Change every occurrence of "Flashcard" to "Quiz card" in the records that follow, and leave all other text unchanged.

--- BEGIN ---

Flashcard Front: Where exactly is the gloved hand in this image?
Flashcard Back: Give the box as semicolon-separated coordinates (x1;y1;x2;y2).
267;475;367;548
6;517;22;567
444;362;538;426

--- END ---

#### Task answer
Quiz card Front: Where exactly is the gloved hand in this image?
Quiz card Back: Give the box as semicolon-separated coordinates (x1;y1;x2;y2).
267;475;367;548
6;517;22;567
444;362;538;426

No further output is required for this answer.